(Stored items)
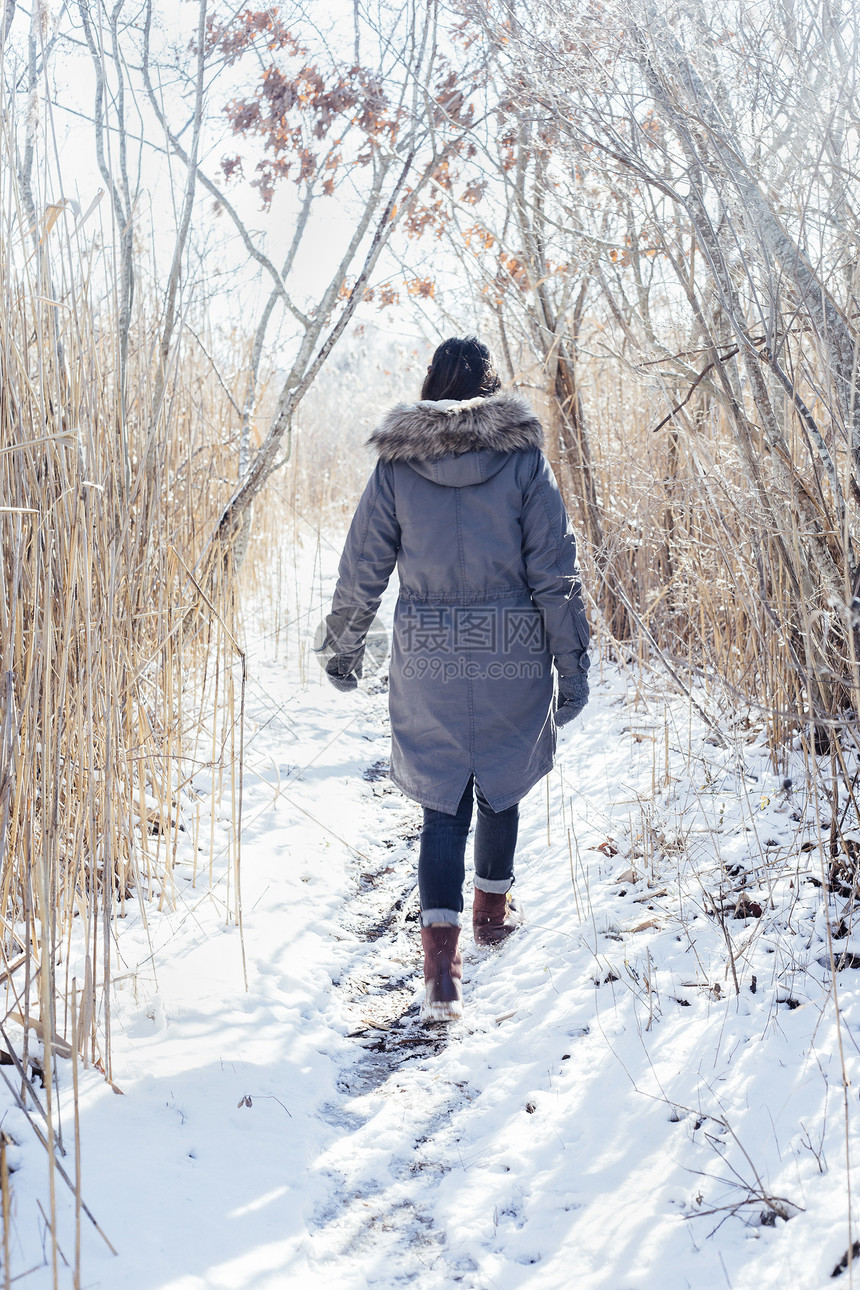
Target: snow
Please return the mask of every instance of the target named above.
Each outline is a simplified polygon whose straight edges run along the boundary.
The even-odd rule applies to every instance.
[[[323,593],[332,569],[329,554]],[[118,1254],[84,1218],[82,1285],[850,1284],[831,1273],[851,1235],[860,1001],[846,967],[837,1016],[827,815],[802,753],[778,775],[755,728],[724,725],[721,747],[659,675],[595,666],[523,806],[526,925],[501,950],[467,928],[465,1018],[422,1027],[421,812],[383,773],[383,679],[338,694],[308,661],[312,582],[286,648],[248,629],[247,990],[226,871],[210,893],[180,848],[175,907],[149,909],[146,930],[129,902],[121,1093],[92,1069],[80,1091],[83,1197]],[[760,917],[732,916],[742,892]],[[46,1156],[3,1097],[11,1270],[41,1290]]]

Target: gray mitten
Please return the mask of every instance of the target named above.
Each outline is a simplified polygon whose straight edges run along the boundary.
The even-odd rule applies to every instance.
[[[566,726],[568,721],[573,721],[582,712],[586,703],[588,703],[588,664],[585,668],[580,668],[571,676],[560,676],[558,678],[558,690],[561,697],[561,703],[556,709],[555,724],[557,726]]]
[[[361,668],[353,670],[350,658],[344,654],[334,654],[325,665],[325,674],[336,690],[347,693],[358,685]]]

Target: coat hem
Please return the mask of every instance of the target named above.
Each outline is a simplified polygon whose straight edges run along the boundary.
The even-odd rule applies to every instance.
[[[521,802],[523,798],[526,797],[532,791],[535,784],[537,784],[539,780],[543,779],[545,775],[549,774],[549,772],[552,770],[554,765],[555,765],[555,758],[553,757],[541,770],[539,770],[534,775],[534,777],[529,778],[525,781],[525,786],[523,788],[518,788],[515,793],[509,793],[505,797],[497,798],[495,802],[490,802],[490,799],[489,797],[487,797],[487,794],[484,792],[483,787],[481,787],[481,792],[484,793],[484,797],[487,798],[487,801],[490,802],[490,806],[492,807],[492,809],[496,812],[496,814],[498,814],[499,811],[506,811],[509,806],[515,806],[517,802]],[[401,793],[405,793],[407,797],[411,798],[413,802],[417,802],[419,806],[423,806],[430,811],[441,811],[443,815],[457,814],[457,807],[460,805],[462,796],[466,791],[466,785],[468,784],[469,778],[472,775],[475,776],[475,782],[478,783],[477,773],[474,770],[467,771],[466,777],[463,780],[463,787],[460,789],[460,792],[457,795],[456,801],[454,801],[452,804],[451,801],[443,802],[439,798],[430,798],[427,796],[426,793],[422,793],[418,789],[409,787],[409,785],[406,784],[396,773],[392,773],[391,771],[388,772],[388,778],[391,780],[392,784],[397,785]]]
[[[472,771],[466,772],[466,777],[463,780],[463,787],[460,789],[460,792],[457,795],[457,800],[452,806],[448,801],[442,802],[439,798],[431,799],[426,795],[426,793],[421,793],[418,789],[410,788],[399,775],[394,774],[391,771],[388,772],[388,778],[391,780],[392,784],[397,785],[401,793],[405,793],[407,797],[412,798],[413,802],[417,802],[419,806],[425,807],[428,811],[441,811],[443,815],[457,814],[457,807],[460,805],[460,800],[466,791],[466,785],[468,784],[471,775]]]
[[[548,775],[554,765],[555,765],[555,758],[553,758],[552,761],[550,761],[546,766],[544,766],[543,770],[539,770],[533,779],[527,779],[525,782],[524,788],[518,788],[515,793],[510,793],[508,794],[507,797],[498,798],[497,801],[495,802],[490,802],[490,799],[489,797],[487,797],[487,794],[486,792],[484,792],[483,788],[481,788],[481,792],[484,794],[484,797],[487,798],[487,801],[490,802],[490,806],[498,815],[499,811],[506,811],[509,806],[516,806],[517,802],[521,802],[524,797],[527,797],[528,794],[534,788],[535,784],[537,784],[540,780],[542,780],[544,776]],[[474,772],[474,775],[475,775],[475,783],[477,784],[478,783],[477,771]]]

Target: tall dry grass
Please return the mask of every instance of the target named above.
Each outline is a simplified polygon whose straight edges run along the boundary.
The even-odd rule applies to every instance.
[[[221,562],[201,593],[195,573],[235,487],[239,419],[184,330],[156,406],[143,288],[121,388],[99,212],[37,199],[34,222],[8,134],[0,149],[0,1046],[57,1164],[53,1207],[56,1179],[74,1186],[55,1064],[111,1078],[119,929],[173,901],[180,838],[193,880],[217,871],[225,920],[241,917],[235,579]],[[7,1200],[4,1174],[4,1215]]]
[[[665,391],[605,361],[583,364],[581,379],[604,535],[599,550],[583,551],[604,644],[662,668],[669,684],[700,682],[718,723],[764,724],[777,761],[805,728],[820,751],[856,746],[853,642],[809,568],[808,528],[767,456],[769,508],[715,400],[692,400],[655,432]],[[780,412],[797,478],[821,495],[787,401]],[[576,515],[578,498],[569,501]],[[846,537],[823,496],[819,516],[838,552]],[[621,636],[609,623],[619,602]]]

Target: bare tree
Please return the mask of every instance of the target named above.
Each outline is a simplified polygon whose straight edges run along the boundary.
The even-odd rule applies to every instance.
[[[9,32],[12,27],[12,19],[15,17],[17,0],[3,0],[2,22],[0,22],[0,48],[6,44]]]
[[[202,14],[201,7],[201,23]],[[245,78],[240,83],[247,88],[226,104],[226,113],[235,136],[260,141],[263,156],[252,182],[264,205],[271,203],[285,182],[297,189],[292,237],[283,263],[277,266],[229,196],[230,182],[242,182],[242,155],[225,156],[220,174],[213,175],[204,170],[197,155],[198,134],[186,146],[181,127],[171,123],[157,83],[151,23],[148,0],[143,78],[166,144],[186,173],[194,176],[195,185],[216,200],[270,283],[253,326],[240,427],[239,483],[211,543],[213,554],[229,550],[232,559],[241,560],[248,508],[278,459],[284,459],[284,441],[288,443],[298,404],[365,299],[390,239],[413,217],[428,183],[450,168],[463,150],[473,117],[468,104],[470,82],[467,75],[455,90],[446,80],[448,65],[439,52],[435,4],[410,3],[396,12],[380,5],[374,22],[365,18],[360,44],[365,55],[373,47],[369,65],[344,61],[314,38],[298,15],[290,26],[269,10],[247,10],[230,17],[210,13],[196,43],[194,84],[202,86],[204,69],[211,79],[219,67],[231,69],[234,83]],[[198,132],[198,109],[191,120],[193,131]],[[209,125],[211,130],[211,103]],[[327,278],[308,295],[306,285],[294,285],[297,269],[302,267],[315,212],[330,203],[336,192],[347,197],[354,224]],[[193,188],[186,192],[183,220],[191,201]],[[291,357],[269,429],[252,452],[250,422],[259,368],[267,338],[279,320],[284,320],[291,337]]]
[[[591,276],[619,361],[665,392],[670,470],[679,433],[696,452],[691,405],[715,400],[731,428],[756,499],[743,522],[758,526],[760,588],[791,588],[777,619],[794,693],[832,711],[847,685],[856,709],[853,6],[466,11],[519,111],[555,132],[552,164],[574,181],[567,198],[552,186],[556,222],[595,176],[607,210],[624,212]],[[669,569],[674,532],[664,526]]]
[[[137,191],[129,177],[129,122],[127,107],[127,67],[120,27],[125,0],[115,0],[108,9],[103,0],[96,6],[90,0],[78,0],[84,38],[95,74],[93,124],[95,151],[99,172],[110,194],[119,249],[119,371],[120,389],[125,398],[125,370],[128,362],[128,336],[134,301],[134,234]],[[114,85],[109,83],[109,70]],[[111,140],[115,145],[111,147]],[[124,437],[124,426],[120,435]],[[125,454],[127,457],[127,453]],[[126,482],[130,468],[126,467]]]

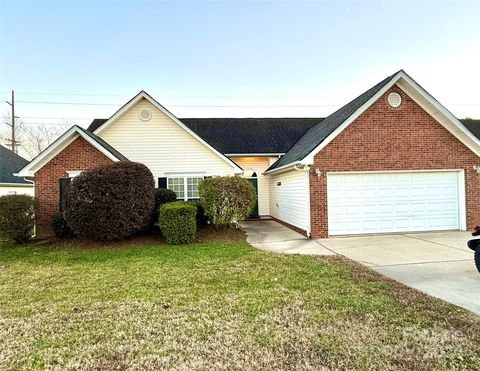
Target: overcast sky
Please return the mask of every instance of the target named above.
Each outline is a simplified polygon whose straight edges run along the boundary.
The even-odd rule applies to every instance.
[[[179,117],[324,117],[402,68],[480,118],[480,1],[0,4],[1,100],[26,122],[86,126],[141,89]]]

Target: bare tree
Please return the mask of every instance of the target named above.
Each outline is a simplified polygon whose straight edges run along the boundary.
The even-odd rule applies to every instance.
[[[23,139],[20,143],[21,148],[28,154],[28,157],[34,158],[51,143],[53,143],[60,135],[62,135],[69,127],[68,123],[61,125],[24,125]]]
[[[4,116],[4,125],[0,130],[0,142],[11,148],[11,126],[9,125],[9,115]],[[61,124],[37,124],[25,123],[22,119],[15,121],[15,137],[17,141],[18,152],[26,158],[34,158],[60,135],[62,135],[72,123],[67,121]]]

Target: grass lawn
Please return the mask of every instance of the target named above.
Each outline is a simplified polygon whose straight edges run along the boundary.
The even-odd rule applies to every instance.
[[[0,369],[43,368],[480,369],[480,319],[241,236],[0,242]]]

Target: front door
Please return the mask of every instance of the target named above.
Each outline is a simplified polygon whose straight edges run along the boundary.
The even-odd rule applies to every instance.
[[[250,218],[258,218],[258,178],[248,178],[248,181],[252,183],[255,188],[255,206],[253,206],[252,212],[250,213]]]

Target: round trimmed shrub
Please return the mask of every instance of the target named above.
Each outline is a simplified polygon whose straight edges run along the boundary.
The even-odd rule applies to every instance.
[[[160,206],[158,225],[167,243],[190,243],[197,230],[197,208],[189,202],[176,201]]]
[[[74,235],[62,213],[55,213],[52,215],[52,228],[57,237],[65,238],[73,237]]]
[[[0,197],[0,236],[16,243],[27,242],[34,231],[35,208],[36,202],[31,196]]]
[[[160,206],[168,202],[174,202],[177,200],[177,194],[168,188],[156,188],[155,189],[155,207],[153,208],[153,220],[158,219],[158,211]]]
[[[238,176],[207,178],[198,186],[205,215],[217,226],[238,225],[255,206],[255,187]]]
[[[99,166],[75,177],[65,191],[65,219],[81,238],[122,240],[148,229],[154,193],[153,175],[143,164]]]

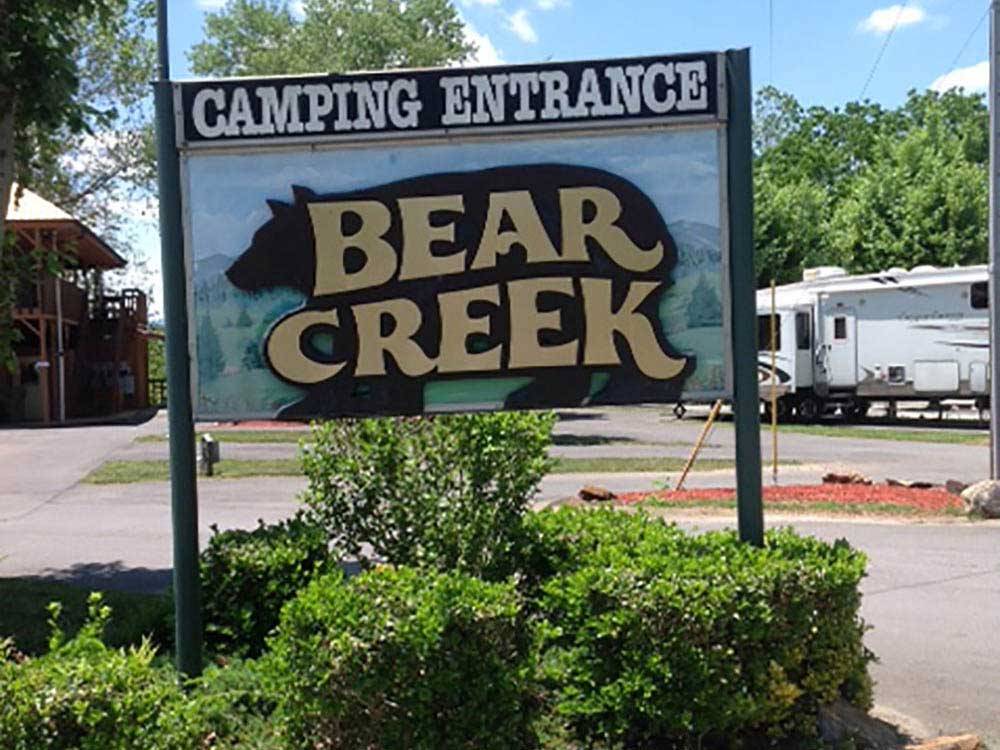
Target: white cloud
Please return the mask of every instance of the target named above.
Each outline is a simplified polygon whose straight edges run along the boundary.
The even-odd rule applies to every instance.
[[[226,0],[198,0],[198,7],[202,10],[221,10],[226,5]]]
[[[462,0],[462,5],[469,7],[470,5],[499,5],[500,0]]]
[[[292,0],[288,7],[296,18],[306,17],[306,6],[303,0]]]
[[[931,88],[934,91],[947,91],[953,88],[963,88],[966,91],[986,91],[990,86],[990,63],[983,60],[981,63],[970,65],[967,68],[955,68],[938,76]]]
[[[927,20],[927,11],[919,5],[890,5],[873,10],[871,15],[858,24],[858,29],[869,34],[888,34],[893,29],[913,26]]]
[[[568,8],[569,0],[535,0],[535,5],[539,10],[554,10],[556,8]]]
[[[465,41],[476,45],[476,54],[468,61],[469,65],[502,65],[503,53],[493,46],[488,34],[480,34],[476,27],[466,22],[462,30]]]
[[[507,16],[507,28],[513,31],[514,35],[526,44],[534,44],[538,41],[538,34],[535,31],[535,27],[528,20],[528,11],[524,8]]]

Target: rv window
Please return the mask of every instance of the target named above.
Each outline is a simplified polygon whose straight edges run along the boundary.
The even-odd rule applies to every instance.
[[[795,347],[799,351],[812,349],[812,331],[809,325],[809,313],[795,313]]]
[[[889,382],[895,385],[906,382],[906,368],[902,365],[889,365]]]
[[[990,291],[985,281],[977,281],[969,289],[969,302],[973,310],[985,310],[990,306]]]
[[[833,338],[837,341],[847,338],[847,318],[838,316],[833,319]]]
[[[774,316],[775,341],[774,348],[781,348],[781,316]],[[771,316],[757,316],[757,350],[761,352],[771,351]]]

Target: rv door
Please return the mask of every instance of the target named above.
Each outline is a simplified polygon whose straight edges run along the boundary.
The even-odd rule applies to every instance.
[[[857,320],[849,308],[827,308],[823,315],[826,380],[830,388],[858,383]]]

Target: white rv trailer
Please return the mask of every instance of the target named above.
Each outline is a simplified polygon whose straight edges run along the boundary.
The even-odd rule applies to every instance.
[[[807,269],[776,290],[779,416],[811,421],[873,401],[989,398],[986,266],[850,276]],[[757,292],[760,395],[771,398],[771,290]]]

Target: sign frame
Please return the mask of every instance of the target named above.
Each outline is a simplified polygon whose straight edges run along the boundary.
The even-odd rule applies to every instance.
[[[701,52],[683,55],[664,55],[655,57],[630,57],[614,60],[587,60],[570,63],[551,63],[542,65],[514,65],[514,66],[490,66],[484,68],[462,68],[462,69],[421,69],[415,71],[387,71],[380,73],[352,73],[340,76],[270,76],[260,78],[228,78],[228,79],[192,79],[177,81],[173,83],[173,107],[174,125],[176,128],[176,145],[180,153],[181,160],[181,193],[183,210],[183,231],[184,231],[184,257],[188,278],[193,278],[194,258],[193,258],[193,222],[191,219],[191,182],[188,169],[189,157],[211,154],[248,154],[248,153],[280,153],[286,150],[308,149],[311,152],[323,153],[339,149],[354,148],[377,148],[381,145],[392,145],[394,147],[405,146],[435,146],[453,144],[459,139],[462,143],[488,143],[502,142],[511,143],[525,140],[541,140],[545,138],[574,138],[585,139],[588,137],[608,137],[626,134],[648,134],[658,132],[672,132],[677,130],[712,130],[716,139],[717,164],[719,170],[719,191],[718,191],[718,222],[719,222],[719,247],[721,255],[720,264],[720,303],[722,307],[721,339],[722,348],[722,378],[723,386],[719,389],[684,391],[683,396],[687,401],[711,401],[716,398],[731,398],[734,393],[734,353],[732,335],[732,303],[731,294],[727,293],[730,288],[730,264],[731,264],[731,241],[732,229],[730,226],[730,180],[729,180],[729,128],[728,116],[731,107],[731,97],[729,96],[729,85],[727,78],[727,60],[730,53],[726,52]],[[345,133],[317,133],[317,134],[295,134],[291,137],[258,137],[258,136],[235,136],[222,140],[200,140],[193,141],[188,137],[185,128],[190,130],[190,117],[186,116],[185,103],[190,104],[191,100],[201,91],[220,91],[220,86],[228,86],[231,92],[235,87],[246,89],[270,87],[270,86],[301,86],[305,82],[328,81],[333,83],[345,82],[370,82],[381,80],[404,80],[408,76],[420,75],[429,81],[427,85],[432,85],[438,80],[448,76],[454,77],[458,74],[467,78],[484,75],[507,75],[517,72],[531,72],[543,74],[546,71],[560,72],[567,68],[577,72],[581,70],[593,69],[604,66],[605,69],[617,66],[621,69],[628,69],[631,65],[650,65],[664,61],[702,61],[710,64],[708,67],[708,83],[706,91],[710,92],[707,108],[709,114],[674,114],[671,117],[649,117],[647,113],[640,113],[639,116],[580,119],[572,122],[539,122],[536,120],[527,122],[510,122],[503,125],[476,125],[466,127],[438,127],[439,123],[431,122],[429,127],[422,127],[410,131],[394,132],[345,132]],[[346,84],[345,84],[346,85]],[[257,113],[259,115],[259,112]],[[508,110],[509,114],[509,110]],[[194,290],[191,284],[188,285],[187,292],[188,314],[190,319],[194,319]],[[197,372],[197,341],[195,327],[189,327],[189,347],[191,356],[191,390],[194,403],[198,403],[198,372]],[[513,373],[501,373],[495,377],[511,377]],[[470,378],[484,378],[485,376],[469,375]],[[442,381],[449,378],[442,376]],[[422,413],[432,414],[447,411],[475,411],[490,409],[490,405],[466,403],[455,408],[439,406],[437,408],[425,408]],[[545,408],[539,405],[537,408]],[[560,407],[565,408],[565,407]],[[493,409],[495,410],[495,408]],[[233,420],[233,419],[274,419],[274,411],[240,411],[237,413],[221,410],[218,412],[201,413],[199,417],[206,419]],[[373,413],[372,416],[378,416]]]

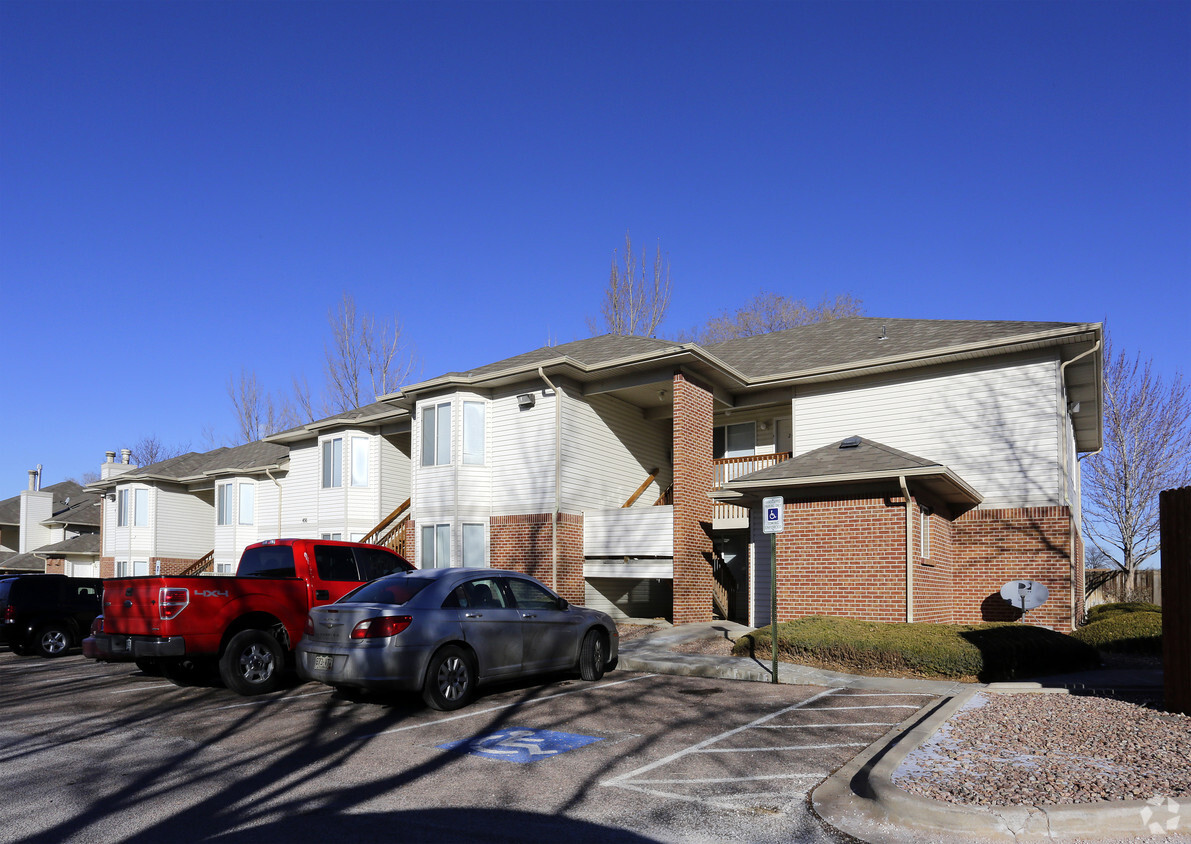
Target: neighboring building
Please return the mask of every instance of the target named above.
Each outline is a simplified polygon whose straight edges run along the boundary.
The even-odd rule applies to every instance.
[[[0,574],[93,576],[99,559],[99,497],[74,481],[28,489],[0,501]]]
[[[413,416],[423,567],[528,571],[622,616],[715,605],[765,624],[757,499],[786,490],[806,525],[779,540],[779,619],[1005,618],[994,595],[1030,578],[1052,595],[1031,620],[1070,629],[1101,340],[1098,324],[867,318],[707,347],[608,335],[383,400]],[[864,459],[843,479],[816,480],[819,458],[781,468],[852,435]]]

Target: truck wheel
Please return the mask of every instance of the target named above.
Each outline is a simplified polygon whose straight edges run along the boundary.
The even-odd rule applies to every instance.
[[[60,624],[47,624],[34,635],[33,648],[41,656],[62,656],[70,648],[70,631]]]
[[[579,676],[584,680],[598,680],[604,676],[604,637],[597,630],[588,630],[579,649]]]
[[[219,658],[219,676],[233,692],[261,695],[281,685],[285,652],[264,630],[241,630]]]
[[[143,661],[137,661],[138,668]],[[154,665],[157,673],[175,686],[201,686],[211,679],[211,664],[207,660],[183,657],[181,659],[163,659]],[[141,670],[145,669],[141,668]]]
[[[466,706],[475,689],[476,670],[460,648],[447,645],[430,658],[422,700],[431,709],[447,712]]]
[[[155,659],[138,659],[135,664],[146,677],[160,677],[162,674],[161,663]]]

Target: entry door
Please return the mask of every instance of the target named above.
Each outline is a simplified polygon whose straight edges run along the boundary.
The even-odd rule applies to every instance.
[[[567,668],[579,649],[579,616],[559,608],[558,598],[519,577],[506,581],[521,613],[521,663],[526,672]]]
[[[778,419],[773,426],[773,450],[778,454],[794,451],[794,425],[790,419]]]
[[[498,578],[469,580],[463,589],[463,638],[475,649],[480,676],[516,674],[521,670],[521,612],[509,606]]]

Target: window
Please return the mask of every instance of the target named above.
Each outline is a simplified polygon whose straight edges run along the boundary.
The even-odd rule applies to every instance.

Task brief: Determine how many lines of the records contain the word "door". Reply with the number by itself.

Response to the task: 3